Cahokian human sacrifices picked local victims.

Western Digs reveals the latest discovery from the metropolis of middle America – where they practiced human sacrifice with their own citizens:

But one of the many mysteries lingering among the city’s ruins, just outside modern-day St. Louis, is a burial mound excavated in the 1960s and found to contain more than 270 bodies — almost all of them young women killed as victims of human sacrifice.

For decades, the prevailing theory has been that its victims were forcibly brought to Cahokia from regions under the city’s control, and sacrificed as offerings to its rulers, its dead, or its deities.

“The initial interpretation of the burials of young women suggested they represented ‘tribute’ from outlying communities,” [Dr. Phil] Slater[, an anthropologist at the Illinois State Archaeological Survey] said.

“Our analysis provide[s] … evidence that suggests the young women may have come from within the region, if not from Cahokia itself.”

What’s more, the research done by Slater and his colleagues finds that the same is true for the 39 victims of the more violent, traumatic deaths in the mound.

They’re not only local, the results show; they also turn out to be the most biologically different from the rest of the dead found in the mound. And yet, they’re also the most similar to each other, suggesting that they may have been members of a unique, and perhaps isolated, population within Cahokia.

And the results showed that, based on their chemical traces, the dead were largely, but not exclusively, local to the floodplain where Cahokia was built, known as the American Bottom.

Of those buried in Feature 105, for instance, about 7 percent of the teeth revealed levels of strontium that were not consistent with the immediate Cahokia area.

In Feature 214, 36 percent of the teeth turned out to have non-local signatures.

And for those who had been carefully buried in the upper layer of Feature 229, 17 percent of the teeth contained non-local levels of strontium.

But for the people buried below them, who had been violently killed and dumped, their teeth were all exclusively within the range of Cahokia’s strontium ratios — and they also displayed the smallest degree of variation in their chemistry.

What’s more, Slater said, the physical measurements of their teeth revealed even more surprising results.

The shapes and sizes of the mutilated victims’ teeth were uniquely similar to each other, and were also different from the morphologies of the teeth of the other victims.

“The 229-lower feature stood out among the four [features], because it seems to have been composed of a distinct sub-population within Cahokia,” he said.

Source data =
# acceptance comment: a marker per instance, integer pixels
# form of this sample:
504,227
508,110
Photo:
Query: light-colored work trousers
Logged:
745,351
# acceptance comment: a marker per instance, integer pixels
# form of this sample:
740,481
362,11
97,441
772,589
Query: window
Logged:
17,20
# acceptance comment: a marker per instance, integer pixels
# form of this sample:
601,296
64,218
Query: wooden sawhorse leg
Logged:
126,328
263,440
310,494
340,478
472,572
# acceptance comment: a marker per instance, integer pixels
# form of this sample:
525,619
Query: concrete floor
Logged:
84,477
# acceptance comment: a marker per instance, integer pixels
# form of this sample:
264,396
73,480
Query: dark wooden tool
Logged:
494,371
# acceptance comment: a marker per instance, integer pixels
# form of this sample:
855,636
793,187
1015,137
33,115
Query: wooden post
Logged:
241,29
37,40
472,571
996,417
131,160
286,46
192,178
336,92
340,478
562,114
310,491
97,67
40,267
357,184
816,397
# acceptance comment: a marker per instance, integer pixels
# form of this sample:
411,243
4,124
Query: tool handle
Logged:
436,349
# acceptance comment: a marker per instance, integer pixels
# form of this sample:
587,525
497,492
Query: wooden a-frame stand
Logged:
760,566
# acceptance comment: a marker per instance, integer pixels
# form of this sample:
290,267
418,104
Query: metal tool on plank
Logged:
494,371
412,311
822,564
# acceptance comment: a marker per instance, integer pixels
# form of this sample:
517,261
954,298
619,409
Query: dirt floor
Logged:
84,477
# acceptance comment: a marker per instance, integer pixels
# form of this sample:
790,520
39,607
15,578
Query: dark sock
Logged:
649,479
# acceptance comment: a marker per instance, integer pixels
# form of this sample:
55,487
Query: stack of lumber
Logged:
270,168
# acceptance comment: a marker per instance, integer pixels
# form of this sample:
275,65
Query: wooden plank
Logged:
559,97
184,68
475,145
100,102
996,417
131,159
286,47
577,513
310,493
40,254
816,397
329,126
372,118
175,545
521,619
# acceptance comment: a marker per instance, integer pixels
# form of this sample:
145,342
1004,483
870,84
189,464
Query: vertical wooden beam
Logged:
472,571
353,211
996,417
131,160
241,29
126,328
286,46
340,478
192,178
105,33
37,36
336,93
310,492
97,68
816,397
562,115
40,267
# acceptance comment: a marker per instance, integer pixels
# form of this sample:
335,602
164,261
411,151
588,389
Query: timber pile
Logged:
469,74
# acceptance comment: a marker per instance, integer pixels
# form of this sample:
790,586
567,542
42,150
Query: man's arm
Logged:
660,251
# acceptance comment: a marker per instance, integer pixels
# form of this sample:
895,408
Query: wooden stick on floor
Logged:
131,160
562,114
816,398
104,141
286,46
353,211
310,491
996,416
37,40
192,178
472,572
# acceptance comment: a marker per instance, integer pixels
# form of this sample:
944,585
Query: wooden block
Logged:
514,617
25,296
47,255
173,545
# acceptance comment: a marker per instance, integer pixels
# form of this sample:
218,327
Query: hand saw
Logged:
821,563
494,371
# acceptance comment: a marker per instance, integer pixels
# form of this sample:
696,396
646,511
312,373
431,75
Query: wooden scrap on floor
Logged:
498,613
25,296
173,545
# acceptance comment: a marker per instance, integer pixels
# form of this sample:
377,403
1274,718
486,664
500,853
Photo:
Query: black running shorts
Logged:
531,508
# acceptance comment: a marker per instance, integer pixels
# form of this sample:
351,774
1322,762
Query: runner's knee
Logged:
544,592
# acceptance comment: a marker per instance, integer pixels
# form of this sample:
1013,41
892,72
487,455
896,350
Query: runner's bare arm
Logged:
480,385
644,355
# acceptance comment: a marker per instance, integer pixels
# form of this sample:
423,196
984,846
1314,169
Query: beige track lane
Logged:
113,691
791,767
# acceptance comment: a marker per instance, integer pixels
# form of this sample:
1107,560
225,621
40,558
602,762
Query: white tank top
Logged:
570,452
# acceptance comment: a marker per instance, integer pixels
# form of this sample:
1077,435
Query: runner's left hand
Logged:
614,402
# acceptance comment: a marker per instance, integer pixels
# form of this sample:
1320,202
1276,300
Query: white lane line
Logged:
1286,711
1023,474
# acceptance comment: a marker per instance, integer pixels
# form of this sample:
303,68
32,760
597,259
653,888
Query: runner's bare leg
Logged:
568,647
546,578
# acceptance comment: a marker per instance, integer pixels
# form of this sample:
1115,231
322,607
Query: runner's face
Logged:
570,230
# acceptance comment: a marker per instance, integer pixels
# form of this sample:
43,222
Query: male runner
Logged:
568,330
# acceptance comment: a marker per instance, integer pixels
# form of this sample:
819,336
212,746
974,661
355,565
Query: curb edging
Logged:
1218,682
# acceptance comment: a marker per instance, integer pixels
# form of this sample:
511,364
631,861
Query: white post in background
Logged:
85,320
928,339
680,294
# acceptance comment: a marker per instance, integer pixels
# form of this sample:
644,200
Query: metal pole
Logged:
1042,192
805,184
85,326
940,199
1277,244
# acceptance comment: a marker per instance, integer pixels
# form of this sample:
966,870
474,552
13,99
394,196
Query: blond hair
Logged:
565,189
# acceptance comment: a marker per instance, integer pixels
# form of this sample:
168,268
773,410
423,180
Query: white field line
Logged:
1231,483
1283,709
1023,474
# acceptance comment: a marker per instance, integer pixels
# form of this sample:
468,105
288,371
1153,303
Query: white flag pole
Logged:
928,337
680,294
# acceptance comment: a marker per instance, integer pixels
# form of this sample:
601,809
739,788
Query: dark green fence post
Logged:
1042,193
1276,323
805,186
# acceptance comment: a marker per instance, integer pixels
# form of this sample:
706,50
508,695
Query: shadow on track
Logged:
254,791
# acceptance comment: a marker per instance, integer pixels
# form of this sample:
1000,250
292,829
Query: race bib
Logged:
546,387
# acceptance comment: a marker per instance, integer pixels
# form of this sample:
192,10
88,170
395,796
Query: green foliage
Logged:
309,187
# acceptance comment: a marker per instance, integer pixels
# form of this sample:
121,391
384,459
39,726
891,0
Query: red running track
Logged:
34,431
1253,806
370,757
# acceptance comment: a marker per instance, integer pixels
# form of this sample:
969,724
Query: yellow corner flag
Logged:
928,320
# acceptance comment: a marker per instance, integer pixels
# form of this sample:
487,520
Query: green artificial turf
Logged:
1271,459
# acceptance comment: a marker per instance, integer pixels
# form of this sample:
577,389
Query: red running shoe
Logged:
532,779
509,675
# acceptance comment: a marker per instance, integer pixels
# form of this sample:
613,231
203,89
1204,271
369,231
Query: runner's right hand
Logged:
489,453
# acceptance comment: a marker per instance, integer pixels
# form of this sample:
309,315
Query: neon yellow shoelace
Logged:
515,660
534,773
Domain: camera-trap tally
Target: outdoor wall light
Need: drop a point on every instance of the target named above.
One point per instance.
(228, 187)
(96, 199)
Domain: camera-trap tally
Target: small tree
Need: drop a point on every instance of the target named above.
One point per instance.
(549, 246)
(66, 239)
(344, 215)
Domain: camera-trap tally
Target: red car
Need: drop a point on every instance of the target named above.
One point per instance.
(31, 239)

Exercise set =
#1 Set down the Cahokia passage word for word, everything from "For decades, the" down to "or its deities.".
#2 According to the Cahokia passage, what did the prevailing theory say the victims were sacrificed as offerings to? List each one.
#3 Answer these questions from the Cahokia passage:
(a) How many bodies did the burial mound excavated in the 1960s contain?
(b) How many victims in the mound died the more violent, traumatic deaths?
(c) In Feature 214, what percentage of the teeth had non-local signatures?

Answer set =
#1
For decades, the prevailing theory has been that its victims were forcibly brought to Cahokia from regions under the city’s control, and sacrificed as offerings to its rulers, its dead, or its deities.

#2
- Its rulers
- Its dead
- Its deities

#3
(a) More than 270
(b) 39
(c) 36 percent